■ **REQUIRED WORK**:
Return the material unaltered, line by line.
··· DATA FOR THIS TASK
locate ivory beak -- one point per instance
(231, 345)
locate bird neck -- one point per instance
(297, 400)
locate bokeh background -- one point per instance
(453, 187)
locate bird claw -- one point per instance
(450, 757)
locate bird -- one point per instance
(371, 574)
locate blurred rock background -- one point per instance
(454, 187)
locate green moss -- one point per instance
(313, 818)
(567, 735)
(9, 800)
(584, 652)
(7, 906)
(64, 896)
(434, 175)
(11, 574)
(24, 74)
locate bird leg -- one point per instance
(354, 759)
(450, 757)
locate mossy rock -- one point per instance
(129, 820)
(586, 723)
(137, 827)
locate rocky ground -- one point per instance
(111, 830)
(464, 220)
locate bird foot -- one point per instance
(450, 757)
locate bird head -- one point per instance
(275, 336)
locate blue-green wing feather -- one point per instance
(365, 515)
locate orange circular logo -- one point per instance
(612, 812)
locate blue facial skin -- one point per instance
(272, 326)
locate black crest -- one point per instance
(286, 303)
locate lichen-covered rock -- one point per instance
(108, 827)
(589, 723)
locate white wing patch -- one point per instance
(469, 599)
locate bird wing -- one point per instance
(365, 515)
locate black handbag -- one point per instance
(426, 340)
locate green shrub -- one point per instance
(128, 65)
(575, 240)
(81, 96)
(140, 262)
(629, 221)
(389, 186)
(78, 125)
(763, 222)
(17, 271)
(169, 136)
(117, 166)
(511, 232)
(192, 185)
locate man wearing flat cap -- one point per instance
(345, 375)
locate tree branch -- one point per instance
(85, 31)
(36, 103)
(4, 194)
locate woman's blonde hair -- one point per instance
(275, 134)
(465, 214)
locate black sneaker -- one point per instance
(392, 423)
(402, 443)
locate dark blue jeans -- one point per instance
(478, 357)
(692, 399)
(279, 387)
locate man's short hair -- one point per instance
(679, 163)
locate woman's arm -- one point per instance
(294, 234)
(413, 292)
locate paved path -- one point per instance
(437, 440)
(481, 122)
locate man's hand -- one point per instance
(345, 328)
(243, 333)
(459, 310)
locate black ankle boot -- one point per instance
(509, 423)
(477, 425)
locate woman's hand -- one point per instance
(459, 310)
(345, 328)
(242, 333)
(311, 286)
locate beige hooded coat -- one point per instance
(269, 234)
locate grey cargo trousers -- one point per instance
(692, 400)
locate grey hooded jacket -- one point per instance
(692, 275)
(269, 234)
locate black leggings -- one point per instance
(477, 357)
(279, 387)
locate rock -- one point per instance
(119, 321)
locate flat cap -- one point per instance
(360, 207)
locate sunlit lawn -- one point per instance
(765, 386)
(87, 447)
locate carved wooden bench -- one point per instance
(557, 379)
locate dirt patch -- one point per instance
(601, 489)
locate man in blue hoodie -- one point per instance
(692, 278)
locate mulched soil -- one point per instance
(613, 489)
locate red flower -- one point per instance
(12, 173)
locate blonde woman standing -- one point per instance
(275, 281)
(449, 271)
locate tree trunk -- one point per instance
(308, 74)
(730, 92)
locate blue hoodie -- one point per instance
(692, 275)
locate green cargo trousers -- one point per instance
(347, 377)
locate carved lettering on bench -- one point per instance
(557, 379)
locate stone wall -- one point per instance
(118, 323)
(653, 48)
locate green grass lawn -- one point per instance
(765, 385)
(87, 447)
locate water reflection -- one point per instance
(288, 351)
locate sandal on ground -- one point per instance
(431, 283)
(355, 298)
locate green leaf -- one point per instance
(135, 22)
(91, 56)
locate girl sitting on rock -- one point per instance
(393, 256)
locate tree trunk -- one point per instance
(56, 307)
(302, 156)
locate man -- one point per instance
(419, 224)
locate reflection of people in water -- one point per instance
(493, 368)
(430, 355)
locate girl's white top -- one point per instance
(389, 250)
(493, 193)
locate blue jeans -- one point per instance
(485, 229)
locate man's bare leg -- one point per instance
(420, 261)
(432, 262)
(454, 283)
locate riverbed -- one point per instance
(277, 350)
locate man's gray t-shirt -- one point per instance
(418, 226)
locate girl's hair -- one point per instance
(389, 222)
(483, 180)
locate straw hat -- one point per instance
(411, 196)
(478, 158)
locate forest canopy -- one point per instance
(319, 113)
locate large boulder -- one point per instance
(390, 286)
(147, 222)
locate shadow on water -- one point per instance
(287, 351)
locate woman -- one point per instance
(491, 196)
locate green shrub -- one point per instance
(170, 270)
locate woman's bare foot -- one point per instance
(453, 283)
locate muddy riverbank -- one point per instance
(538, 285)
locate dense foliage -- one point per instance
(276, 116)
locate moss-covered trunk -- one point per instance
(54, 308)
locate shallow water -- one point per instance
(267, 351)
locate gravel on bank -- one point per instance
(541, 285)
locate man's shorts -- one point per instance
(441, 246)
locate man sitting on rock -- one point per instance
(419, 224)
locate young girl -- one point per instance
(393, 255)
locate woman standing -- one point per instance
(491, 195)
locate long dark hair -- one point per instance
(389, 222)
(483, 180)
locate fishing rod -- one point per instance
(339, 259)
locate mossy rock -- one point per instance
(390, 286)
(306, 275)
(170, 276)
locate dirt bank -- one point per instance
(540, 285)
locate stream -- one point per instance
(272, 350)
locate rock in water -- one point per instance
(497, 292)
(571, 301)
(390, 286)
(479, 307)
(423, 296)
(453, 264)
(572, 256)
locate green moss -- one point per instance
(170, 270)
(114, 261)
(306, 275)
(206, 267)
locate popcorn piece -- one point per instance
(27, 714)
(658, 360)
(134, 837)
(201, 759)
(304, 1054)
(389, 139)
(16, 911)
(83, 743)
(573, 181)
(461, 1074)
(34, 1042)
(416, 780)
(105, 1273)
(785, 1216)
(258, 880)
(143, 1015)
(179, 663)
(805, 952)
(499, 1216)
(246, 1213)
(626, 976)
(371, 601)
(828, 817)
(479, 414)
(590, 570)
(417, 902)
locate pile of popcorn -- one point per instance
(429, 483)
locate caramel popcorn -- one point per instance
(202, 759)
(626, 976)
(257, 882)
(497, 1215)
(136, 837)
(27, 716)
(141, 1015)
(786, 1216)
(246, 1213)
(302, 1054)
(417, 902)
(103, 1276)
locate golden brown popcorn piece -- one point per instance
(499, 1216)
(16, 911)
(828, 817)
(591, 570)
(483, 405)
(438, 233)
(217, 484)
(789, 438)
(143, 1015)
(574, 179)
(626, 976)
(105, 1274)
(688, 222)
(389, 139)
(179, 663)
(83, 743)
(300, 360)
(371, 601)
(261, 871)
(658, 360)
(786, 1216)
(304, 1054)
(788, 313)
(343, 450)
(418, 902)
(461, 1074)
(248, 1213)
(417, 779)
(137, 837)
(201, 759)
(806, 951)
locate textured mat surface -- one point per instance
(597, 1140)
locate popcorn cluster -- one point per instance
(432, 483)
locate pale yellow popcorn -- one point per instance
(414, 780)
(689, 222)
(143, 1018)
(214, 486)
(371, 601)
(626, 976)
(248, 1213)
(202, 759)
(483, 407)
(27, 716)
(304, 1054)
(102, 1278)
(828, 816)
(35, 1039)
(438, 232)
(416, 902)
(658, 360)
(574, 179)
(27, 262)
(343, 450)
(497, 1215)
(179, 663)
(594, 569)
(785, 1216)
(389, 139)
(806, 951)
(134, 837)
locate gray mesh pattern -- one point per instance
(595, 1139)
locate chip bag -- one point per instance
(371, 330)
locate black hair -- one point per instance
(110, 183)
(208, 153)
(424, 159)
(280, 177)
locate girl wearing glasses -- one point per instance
······
■ **RESULT**:
locate ivory beak -- one point per instance
(231, 345)
locate bird neck -- one point per instance
(297, 400)
locate bokeh background -- one point per instance
(453, 187)
locate bird claw -- one point per instance
(450, 757)
locate bird -- one point per instance
(371, 574)
locate blurred rock background -- one point per instance
(454, 187)
locate green moss -- one point per instance
(313, 818)
(567, 735)
(9, 800)
(584, 652)
(7, 906)
(64, 896)
(434, 175)
(11, 574)
(24, 74)
locate bird leg -- one point per instance
(354, 759)
(450, 757)
locate mossy rock -- one point per instance
(129, 820)
(586, 723)
(137, 827)
locate rocky ground -- one point per instance
(111, 830)
(464, 220)
locate bird foot -- one point per instance
(450, 757)
locate bird head -- one point per instance
(275, 336)
locate blue-green wing feather -- one point per instance
(365, 515)
locate orange circular logo -- one point per instance
(612, 812)
locate blue facial skin -- one point per instance
(272, 326)
locate black crest -- one point per instance
(286, 303)
locate lichen-covered rock -- one point per instance
(108, 827)
(589, 723)
locate white wing patch -- one point per instance
(469, 599)
locate bird wing -- one point per instance
(365, 515)
locate black handbag -- one point per instance
(426, 340)
locate green shrub -- one point per instance
(128, 65)
(575, 240)
(81, 96)
(140, 262)
(629, 221)
(389, 186)
(78, 125)
(763, 222)
(17, 271)
(169, 136)
(117, 166)
(511, 232)
(192, 185)
locate man wearing flat cap -- one point per instance
(345, 375)
locate tree branch -- one point per instance
(85, 31)
(36, 103)
(4, 194)
locate woman's blonde hair -- one point per instance
(275, 134)
(465, 214)
locate black sneaker -- one point per instance
(392, 423)
(402, 443)
locate dark blue jeans -- one point per instance
(478, 357)
(692, 399)
(279, 387)
locate man's short hair -- one point per instance
(679, 163)
locate woman's arm -- one point per instance
(294, 234)
(413, 292)
locate paved path -- one point per instance
(437, 440)
(481, 122)
locate man's hand -- one point per instance
(345, 328)
(243, 333)
(459, 310)
locate black ankle boot -- one point per instance
(509, 423)
(477, 425)
locate woman's hand -- one point per instance
(459, 310)
(345, 328)
(242, 333)
(311, 286)
locate beige hooded coat -- one point per instance
(269, 234)
locate grey cargo trousers -- one point per instance
(692, 400)
locate grey hooded jacket -- one point per instance
(692, 275)
(269, 234)
locate black leggings -- one point per instance
(477, 357)
(279, 387)
locate rock -- one point per instance
(119, 321)
locate flat cap -- one point per instance
(360, 207)
locate sunlit lawn -- one point per instance
(765, 386)
(87, 447)
locate carved wooden bench -- one point per instance
(557, 379)
locate dirt patch -- one point per instance
(601, 489)
locate man in blue hoodie -- one point per instance
(692, 278)
locate mulched soil -- one point per instance
(613, 489)
locate red flower -- one point per instance
(12, 173)
locate blonde woman standing -- one point per instance
(275, 281)
(449, 271)
locate tree trunk -- one point per instance
(308, 74)
(730, 92)
locate blue hoodie -- one point per instance
(692, 275)
locate green cargo trousers -- one point per instance
(347, 377)
locate carved lettering on bench -- one point per instance
(557, 379)
locate stone wall -- one point per instance
(118, 323)
(653, 48)
locate green grass lawn -- one point per instance
(765, 385)
(87, 447)
locate water reflection -- one point per instance
(288, 351)
locate sandal on ground -- one point per instance
(431, 283)
(355, 298)
locate green leaf -- one point per instance
(135, 22)
(91, 56)
locate girl sitting on rock -- one point per instance
(393, 256)
locate tree trunk -- one point per instance
(56, 307)
(302, 156)
locate man -- one point per instance
(419, 224)
locate reflection of people in water -- one point per instance
(493, 368)
(430, 355)
locate girl's white top -- one point per instance
(389, 250)
(493, 193)
locate blue jeans -- one point per instance
(485, 229)
locate man's bare leg -- one point per instance
(420, 261)
(432, 262)
(454, 283)
locate riverbed -- one point per instance
(277, 350)
locate man's gray t-shirt -- one point per instance
(418, 226)
locate girl's hair -- one point per instance
(389, 222)
(483, 180)
locate straw hat -- one point per instance
(411, 196)
(478, 158)
locate forest canopy -- one point per instance
(319, 113)
locate large boulder -- one point per instance
(390, 286)
(147, 222)
locate shadow on water -- one point per instance
(287, 351)
locate woman -- one point per instance
(491, 196)
locate green shrub -- one point per instance
(170, 270)
locate woman's bare foot -- one point per instance
(453, 283)
locate muddy riverbank -- one point per instance
(538, 285)
locate dense foliage -- one point per instance
(276, 116)
locate moss-covered trunk -- one point per instance
(54, 308)
locate shallow water -- one point per instance
(267, 351)
locate gravel on bank -- one point per instance
(541, 285)
locate man's shorts -- one point per instance
(441, 246)
locate man sitting on rock -- one point per instance
(419, 224)
locate young girl -- one point per instance
(393, 255)
locate woman standing -- one point per instance
(491, 195)
locate long dark hair -- one point per instance
(389, 222)
(483, 180)
locate fishing rod -- one point per instance
(339, 259)
locate mossy rock -- one point per instance
(390, 286)
(306, 275)
(170, 276)
locate dirt bank -- one point per instance
(540, 285)
locate stream -- one point per instance
(272, 350)
locate rock in water -- one point per instance
(497, 292)
(571, 301)
(390, 286)
(479, 307)
(423, 296)
(453, 264)
(572, 256)
locate green moss -- one point per instance
(170, 270)
(114, 261)
(306, 275)
(206, 267)
locate popcorn piece -- one point per instance
(27, 714)
(658, 360)
(134, 837)
(201, 759)
(304, 1054)
(389, 139)
(16, 911)
(83, 743)
(573, 181)
(461, 1074)
(34, 1042)
(416, 780)
(105, 1273)
(785, 1216)
(258, 880)
(143, 1015)
(179, 663)
(805, 952)
(499, 1216)
(246, 1213)
(626, 976)
(371, 601)
(828, 817)
(479, 414)
(590, 570)
(417, 902)
locate pile of popcorn -- one point per instance
(429, 483)
locate caramel popcorn -- one point per instance
(202, 759)
(626, 976)
(257, 882)
(497, 1215)
(136, 837)
(27, 716)
(141, 1015)
(786, 1216)
(246, 1213)
(302, 1054)
(417, 902)
(103, 1276)
locate golden brown popcorn piece -- one point per instance
(499, 1216)
(16, 911)
(828, 817)
(591, 570)
(483, 405)
(438, 233)
(217, 484)
(789, 438)
(143, 1015)
(574, 179)
(626, 976)
(105, 1274)
(688, 222)
(389, 139)
(179, 663)
(83, 743)
(300, 360)
(371, 601)
(261, 871)
(658, 360)
(786, 1216)
(304, 1054)
(788, 313)
(343, 450)
(418, 902)
(461, 1074)
(248, 1213)
(417, 779)
(137, 837)
(201, 759)
(806, 951)
locate textured mat surface -- one point per instance
(597, 1140)
locate popcorn cluster -- one point per instance
(432, 483)
locate pale yellow popcorn -- one point per instance
(414, 780)
(689, 222)
(143, 1018)
(214, 486)
(371, 601)
(626, 976)
(248, 1213)
(202, 759)
(483, 407)
(27, 716)
(304, 1054)
(102, 1278)
(828, 816)
(35, 1039)
(438, 232)
(416, 902)
(658, 360)
(574, 179)
(27, 262)
(343, 450)
(497, 1215)
(179, 663)
(594, 569)
(785, 1216)
(389, 139)
(806, 951)
(134, 837)
locate gray mesh pattern -- one point per instance
(595, 1139)
locate chip bag -- one point per instance
(371, 330)
locate black hair -- one point per instance
(110, 183)
(208, 153)
(424, 159)
(280, 177)
locate girl wearing glasses -- one point per instance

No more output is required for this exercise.